> Exercise instructions
All of the listing is to be written out word for word, with the pictures left out.

(Beginning of Supplied records)

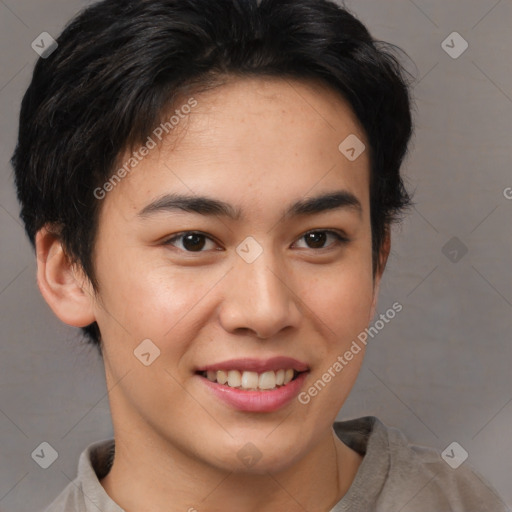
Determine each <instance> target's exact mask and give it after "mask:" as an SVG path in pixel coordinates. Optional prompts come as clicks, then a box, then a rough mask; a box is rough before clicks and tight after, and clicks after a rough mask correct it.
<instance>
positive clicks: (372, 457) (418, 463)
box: [334, 416, 510, 512]
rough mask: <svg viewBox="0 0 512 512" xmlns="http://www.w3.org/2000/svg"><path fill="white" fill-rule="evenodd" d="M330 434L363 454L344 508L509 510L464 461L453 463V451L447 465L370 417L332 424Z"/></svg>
mask: <svg viewBox="0 0 512 512" xmlns="http://www.w3.org/2000/svg"><path fill="white" fill-rule="evenodd" d="M334 430H335V432H336V433H337V435H338V436H339V437H340V439H341V440H342V441H343V442H345V443H346V444H347V445H348V446H350V447H351V448H352V449H354V450H356V451H357V452H359V453H360V454H362V455H364V458H363V462H362V463H361V466H360V468H359V471H358V473H357V475H356V478H355V480H354V482H353V484H352V487H351V489H350V490H349V492H348V493H347V497H346V500H345V501H346V504H347V506H348V505H353V504H355V503H361V502H364V503H365V504H367V506H368V508H369V509H371V510H374V511H377V512H391V511H393V512H395V511H396V510H400V511H401V512H450V511H461V512H462V511H465V512H467V511H473V510H474V511H478V512H491V511H492V512H510V510H509V509H508V508H507V506H506V505H505V503H504V502H503V501H502V500H501V498H500V497H499V496H498V494H497V492H496V491H495V490H494V489H493V488H492V486H491V485H490V484H489V482H487V481H486V480H485V478H484V477H483V476H481V475H480V474H479V473H478V472H477V471H475V470H474V468H473V467H472V466H471V465H470V464H469V463H468V460H465V461H464V462H461V460H456V461H455V460H454V459H456V458H457V456H458V454H457V453H453V457H452V453H451V452H449V455H450V457H451V458H450V457H449V458H447V460H448V461H451V462H452V464H451V465H450V464H448V462H447V461H446V460H445V459H443V457H442V456H441V452H440V451H438V450H436V449H435V448H431V447H427V446H422V445H418V444H413V443H410V442H409V440H408V439H407V438H406V436H405V435H404V434H403V433H402V432H401V431H400V430H399V429H397V428H394V427H391V426H388V425H385V424H384V423H382V422H381V421H380V420H379V419H378V418H376V417H374V416H366V417H364V418H357V419H354V420H350V421H346V422H337V423H335V425H334ZM455 462H457V464H456V463H455ZM458 462H461V463H460V464H458ZM452 466H453V467H452ZM341 505H343V506H344V505H345V502H343V503H340V506H341ZM339 510H345V508H343V507H341V508H339ZM347 510H350V507H349V508H347Z"/></svg>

(End of Supplied records)

> Response
Determine each <instance> target's exact mask and give it after "mask:" as an SVG path in pixel coordinates. Optional prompts come as clicks, then a box, then a rough mask; a box is rough before clicks and tight after, and clicks after a rough mask correct it.
<instance>
positive clicks: (372, 457) (418, 463)
box: [334, 416, 510, 512]
rough mask: <svg viewBox="0 0 512 512" xmlns="http://www.w3.org/2000/svg"><path fill="white" fill-rule="evenodd" d="M330 434L363 454L344 508L509 510L464 461L453 463V451L447 465L370 417L332 424Z"/></svg>
mask: <svg viewBox="0 0 512 512" xmlns="http://www.w3.org/2000/svg"><path fill="white" fill-rule="evenodd" d="M334 430H335V432H336V433H337V435H338V436H339V437H340V439H341V440H342V441H343V442H345V443H346V444H347V445H348V446H350V447H351V448H352V449H354V450H356V451H357V452H359V453H360V454H362V455H364V458H363V462H362V463H361V466H360V468H359V471H358V473H357V475H356V478H355V480H354V482H353V484H352V487H351V489H350V490H349V492H348V493H347V497H346V500H345V501H346V504H347V506H348V505H353V504H355V503H361V502H364V503H365V504H367V506H368V508H369V509H371V510H374V511H377V512H391V511H393V512H395V511H396V510H400V511H401V512H450V511H461V512H462V511H465V512H467V511H473V510H474V511H478V512H491V511H492V512H510V510H509V509H508V508H507V506H506V505H505V503H504V502H503V501H502V500H501V498H500V497H499V496H498V494H497V492H496V491H495V490H494V489H493V488H492V486H491V485H490V484H489V482H487V481H486V480H485V478H484V477H483V476H481V475H480V474H479V473H478V472H477V471H475V470H474V468H473V467H472V466H471V465H470V464H469V463H468V460H465V461H464V462H461V460H456V461H455V460H454V459H456V458H457V456H458V454H457V453H453V457H452V453H451V452H449V455H450V457H451V458H450V457H449V458H447V460H448V461H451V462H452V464H451V465H450V464H448V462H447V461H446V460H445V459H443V457H442V456H441V452H440V451H438V450H436V449H435V448H431V447H427V446H422V445H418V444H413V443H410V442H409V440H408V439H407V438H406V436H405V435H404V434H403V433H402V432H401V431H400V430H399V429H397V428H394V427H391V426H388V425H385V424H384V423H382V422H381V421H380V420H379V419H378V418H376V417H374V416H366V417H364V418H357V419H354V420H350V421H346V422H337V423H335V425H334ZM455 462H457V464H456V463H455ZM458 462H461V463H460V464H458ZM452 466H453V467H452ZM341 505H343V506H344V505H345V502H343V503H340V506H341ZM339 510H345V508H343V507H341V508H339ZM347 510H350V507H349V508H347Z"/></svg>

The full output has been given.